Please make an exact transcription of the records, keeping the pictures out of it.

** EXTRACTED ENTRIES follows **

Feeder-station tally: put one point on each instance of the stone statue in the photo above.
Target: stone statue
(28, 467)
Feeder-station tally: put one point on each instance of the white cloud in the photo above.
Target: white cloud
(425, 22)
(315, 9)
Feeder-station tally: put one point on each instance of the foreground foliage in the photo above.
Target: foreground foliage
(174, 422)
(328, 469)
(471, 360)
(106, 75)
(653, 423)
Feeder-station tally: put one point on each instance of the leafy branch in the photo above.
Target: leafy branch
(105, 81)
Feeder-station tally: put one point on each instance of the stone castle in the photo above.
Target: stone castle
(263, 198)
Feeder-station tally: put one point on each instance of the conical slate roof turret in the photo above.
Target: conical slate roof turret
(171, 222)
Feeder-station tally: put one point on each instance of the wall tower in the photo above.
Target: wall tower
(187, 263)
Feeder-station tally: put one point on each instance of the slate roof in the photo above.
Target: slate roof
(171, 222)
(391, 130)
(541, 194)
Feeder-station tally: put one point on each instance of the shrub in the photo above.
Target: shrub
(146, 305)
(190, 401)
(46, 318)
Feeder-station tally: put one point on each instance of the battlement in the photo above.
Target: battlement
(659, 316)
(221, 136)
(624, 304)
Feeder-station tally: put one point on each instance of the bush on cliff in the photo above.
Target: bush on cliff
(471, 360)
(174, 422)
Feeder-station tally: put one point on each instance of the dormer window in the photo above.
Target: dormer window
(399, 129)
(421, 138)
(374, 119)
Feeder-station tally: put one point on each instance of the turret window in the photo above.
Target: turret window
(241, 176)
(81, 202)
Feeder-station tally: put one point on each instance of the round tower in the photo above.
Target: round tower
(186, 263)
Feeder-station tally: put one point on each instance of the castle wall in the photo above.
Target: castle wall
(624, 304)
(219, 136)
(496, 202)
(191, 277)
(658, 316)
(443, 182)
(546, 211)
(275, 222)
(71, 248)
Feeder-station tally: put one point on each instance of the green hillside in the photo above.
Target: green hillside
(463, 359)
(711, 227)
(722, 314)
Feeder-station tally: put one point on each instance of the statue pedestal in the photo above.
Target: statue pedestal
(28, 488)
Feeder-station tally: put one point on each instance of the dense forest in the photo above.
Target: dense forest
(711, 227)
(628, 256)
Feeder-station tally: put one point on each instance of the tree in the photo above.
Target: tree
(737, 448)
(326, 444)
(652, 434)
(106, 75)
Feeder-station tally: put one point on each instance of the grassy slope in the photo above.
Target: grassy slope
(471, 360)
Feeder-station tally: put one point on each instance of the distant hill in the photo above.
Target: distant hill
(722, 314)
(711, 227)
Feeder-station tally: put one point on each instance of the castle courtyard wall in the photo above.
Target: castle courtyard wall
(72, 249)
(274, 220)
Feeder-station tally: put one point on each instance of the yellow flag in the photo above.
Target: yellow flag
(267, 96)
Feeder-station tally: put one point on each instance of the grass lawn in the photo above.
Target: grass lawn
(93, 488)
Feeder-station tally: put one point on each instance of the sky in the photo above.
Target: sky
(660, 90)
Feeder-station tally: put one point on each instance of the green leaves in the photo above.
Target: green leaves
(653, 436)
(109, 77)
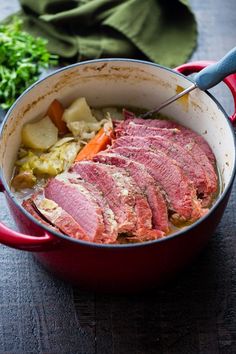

** End of EXTRACTED ENTRIES **

• TASK RESULT:
Feeder-station tally: put one point on each instance of the stone statue in the photo above.
Target: stone statue
(28, 467)
Feeder-station tally: put one point on each instance of the white cloud in the photo above.
Target: white cloud
(425, 22)
(315, 9)
Feeder-station tally: put one point on each instance of the foreground foliage in the photo above.
Target: foreground foliage
(174, 422)
(328, 469)
(471, 360)
(106, 75)
(653, 423)
Feeder-station tally: put one point on each instance of the leafy branch in the photo above.
Target: leafy branch
(105, 81)
Feeder-station tally: put one point on each instance of the stone castle in the photo above.
Target: stone castle
(263, 198)
Feeder-station tally: put one point on each instance of the conical slate roof turret in the photo above.
Target: conical slate roof turret
(171, 222)
Feeder-station tally: put one point on each instance of the wall tower in the photo above.
Target: wall tower
(187, 263)
Feeder-station tally: put one point on each instance of the slate roof in the photo above.
Target: slate roof
(171, 222)
(391, 130)
(541, 194)
Feeder-station tally: put one point on each instance of the shrub in the photo above.
Target: shrub
(146, 305)
(190, 401)
(46, 318)
Feeder-station tally: put one point on each instance of the battlement in the photo above.
Target: battlement
(659, 316)
(221, 136)
(624, 304)
Feeder-station tally: put one point on each instance of the bush on cliff in the photo above.
Target: bush on cliff
(471, 360)
(174, 422)
Feeder-station tally: put one point on each instance of the dormer window in the photo above.
Target: dormer window
(399, 129)
(421, 138)
(374, 119)
Feeder-station tally: put one point on each instance of the turret window in the photo above.
Target: turret window
(241, 176)
(81, 202)
Feeder-station tally: put one point on each instance of the round tower in the photo above.
Target: round tower
(186, 263)
Feeder-station tally: put one point on each instance of the castle wall in the photo above.
Target: castle wall
(624, 304)
(219, 136)
(496, 202)
(191, 277)
(658, 316)
(443, 182)
(546, 211)
(275, 222)
(71, 248)
Feeder-station tally: put one point on each instance of the green hillside in the photo above.
Target: green hillside
(463, 359)
(711, 227)
(722, 314)
Feeder-station tally: put one point on each instance of the statue pedestal in the photo above.
Target: statue pedestal
(28, 488)
Feeder-station tally: put one point on each instance of the dense forest in the photo above.
Target: dense forest
(711, 227)
(628, 256)
Feeder-station tally: put one point on each instance of the tree in the photo above.
Target: tree
(737, 448)
(326, 444)
(652, 434)
(106, 75)
Feeder-station tally: put one point on each instance of the grassy slope in the photo above.
Target: grassy slope
(471, 360)
Feeder-station tally: put one point on each instance of the distant hill in the photo above.
Target: distant hill
(722, 314)
(711, 227)
Feeder-station tally: put one point on each instance of the castle courtyard wall in the photo above.
Target: castle courtyard wall
(72, 249)
(274, 220)
Feeder-station tally: put one point on each instance of the yellow flag in the photo above.
Target: yellow flag
(267, 96)
Feeder-station tally: put one point on each instance of the grass lawn in the photo above.
Target: grass lawn
(93, 488)
Feeder-station tally: put one point on each instance of the sky in the photo above.
Target: sky
(660, 90)
Feeder-station tally: put one point on each instance of the green leaves in the photo above.
Target: green leaves
(653, 436)
(109, 77)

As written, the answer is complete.